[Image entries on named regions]
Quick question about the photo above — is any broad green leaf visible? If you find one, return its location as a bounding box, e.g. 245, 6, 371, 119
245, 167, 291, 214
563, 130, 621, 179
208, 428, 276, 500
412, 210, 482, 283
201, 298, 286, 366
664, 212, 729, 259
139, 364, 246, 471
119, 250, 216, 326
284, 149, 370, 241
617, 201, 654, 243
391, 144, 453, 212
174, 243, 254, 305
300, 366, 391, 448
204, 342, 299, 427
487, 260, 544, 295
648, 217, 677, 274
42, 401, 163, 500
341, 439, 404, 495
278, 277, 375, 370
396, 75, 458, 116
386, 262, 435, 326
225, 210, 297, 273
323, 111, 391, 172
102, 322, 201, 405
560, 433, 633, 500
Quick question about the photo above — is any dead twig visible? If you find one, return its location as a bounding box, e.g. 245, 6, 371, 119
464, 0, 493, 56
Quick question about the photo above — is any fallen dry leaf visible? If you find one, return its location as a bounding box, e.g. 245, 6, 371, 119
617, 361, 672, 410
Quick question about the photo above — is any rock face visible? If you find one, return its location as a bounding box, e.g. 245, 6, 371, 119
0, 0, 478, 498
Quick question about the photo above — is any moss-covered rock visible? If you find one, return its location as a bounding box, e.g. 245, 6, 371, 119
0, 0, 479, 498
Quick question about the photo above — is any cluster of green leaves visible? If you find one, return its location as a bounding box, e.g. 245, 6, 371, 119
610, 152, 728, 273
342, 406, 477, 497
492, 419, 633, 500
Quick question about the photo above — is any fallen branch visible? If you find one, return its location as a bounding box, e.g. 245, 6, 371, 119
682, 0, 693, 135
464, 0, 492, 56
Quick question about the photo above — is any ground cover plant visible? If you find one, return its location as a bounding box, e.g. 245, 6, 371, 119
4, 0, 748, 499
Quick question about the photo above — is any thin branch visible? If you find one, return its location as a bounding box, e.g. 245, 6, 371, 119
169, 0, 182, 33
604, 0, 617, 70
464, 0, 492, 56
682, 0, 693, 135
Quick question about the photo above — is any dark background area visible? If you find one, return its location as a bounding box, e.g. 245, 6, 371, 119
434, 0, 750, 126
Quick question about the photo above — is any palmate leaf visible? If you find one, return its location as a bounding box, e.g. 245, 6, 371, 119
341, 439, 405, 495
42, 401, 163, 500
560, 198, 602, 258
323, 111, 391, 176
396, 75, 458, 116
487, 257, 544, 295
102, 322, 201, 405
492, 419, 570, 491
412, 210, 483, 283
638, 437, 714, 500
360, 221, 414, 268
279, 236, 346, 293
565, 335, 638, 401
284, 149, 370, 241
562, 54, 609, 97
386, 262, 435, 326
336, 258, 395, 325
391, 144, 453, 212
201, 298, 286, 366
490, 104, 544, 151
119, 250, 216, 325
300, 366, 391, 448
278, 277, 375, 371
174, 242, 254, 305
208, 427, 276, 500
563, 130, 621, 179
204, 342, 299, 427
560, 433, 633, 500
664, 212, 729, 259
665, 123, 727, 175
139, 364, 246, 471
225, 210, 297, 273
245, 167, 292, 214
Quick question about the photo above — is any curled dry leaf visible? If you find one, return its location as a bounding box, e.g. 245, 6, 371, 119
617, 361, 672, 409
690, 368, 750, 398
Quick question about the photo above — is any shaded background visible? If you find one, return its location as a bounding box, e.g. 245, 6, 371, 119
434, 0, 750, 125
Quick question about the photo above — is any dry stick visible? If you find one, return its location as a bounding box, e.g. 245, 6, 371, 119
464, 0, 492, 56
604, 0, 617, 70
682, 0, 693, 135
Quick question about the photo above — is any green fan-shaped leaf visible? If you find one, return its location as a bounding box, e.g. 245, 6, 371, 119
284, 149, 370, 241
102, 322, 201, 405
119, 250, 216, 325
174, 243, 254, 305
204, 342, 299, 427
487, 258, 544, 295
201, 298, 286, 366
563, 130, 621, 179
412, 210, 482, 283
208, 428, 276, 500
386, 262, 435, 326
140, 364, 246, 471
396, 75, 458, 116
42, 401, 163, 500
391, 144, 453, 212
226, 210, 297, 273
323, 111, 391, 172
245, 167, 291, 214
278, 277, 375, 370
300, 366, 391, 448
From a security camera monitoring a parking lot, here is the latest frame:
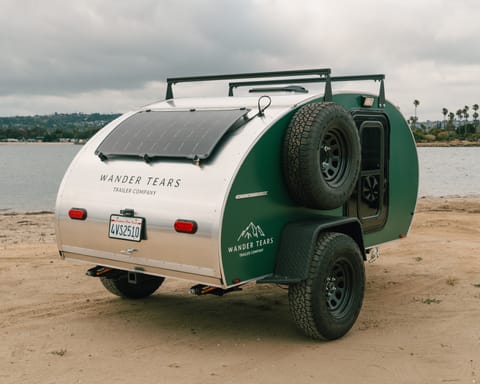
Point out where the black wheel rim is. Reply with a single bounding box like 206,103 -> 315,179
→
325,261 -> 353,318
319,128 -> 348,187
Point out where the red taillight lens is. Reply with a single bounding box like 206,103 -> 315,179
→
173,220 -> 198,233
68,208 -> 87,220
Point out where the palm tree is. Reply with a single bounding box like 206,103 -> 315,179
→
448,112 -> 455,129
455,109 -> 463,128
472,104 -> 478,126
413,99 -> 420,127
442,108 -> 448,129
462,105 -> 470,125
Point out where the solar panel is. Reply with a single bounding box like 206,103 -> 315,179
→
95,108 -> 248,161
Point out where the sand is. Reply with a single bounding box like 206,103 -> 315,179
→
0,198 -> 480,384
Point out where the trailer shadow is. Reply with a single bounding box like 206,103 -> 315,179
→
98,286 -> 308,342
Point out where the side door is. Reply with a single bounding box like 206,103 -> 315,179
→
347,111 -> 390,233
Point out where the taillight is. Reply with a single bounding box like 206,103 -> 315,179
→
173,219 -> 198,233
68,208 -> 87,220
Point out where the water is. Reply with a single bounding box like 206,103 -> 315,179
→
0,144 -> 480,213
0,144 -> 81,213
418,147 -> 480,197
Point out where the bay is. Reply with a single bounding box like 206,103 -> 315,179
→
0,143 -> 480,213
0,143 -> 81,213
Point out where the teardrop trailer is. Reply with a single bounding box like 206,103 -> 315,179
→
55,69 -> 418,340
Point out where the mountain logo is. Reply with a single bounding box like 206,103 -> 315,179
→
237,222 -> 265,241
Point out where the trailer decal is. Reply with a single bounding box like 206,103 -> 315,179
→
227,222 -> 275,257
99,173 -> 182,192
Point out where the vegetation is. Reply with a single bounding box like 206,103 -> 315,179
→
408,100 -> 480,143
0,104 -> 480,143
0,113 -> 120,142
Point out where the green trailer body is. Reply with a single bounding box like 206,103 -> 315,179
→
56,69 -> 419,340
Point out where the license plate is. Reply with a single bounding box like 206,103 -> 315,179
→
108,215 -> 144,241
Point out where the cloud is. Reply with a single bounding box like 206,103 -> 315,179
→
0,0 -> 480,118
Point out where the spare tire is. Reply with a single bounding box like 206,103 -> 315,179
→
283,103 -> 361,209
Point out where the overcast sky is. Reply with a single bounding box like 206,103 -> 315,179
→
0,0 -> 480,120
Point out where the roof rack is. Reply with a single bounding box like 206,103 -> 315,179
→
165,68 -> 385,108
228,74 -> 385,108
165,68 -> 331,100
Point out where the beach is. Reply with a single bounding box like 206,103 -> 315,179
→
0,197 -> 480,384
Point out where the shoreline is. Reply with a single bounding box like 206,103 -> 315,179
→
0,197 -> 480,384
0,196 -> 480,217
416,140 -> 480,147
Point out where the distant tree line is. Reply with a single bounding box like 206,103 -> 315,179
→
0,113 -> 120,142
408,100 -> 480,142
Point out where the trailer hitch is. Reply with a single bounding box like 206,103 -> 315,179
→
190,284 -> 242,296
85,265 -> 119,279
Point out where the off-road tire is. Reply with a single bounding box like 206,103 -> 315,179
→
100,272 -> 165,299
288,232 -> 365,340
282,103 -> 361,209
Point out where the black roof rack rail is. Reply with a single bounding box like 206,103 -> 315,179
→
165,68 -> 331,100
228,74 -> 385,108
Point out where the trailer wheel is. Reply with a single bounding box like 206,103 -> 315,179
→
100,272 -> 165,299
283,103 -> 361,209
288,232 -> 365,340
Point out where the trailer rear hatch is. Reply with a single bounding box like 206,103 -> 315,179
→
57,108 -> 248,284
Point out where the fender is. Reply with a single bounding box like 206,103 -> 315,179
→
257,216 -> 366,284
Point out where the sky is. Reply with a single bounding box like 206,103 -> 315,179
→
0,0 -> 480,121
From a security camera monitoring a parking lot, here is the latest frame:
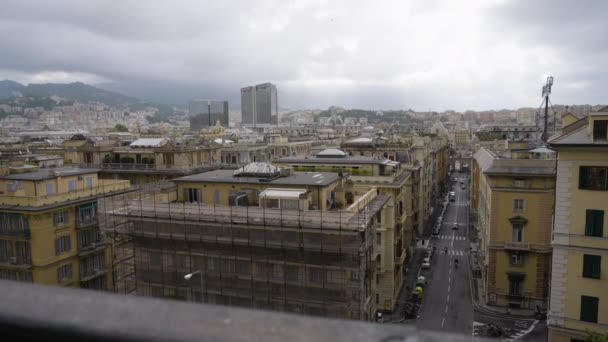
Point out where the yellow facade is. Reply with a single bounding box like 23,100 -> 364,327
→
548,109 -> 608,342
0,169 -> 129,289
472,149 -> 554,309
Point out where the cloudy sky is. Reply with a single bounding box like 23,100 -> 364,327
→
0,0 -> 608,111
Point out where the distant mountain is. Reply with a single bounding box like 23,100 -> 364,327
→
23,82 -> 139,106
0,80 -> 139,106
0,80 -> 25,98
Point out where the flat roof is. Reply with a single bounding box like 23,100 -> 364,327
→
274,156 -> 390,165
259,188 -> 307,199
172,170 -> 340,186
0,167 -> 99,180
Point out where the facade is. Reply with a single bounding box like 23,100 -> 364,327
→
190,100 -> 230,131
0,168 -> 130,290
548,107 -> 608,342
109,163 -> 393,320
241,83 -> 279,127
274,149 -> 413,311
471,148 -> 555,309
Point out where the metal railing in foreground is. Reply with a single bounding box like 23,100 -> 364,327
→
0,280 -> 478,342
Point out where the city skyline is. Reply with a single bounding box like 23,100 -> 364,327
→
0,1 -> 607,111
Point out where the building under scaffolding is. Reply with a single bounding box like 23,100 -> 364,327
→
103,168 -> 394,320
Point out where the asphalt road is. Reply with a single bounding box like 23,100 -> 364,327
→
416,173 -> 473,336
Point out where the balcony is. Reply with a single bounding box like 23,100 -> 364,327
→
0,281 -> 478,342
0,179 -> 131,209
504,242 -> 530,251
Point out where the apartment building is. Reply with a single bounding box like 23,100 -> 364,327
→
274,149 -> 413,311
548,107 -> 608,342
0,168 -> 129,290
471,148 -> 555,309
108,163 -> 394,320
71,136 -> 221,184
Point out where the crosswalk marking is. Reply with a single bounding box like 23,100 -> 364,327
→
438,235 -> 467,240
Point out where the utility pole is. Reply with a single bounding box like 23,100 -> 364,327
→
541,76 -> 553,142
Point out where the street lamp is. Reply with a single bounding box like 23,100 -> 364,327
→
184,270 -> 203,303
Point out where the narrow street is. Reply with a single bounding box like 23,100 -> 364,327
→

## What needs to be done
Lay out the part that opens with the line containing "Quick question about the photo above — is any moss-covered" and closes with the line containing "434, 0, 750, 126" as a two-column CSV with the columns entry_text and answer. Give one row per entry, and put its text and its answer each in a single quoted field with line breaks turned into spaces.

## Exercise answer
entry_text,answer
"Quick question about the photo above — is any moss-covered rock visible? If you find one, return its location as a bounding box, e.g. 245, 6, 371, 119","0, 0, 479, 498"
"Quick question about the photo above — is any cluster of green leaves visible? If you find one, return its location as a bounding box, e.g. 245, 6, 371, 119","610, 152, 728, 273 342, 406, 477, 497 492, 419, 633, 500"
"Quick question about the photo above — is any fallen branch visible? If you find one, return its location as a bounding box, e.g. 245, 6, 371, 119","682, 0, 693, 135 464, 0, 492, 56"
"Quick question about the photo above — is any ground cover plant visible? If you find one, return its location as a bounding box, e.g. 245, 6, 371, 119","4, 0, 748, 499"
"Quick question about the photo above — is any thin branch visible? If you find one, return its location as a bounding box, e.g. 245, 6, 371, 119","169, 0, 182, 33 604, 0, 617, 70 464, 0, 492, 56 682, 0, 693, 135"
"Quick question about the photo above — is any dark background area visible? If you find one, return its location as a bounding box, e.g. 245, 6, 371, 119","434, 0, 750, 126"